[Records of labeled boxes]
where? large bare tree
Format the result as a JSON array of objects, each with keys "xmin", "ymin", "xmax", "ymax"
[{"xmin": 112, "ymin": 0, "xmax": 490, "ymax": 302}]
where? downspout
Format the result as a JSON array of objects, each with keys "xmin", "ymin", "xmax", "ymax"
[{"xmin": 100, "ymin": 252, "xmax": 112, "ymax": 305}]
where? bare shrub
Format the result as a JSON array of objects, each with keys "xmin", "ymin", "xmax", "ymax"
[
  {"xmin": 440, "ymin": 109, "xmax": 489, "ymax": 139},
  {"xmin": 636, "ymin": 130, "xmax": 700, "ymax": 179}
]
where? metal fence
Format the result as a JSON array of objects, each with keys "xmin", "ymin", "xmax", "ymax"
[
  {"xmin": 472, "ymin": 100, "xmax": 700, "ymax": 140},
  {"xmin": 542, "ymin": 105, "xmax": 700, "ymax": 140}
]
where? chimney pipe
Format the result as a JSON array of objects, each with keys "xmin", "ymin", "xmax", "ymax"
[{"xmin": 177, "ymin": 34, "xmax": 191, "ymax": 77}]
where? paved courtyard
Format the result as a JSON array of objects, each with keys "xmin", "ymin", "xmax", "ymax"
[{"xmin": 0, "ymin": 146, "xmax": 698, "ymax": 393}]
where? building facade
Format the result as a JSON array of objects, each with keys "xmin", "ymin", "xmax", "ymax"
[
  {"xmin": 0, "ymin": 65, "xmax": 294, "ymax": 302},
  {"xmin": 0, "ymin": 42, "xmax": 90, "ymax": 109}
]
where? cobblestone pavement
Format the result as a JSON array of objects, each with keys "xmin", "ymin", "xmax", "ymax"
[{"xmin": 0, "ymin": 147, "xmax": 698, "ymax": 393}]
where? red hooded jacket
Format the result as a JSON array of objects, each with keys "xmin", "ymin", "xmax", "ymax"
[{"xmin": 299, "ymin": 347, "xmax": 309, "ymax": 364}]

## THE PROBLEM
List every line of the material above that contains the string "where".

## EXERCISE SOLUTION
where? large bare tree
where? downspout
where? bare shrub
where? metal fence
where? chimney pipe
where? paved courtyard
where? building facade
where? cobblestone pavement
where? red hooded jacket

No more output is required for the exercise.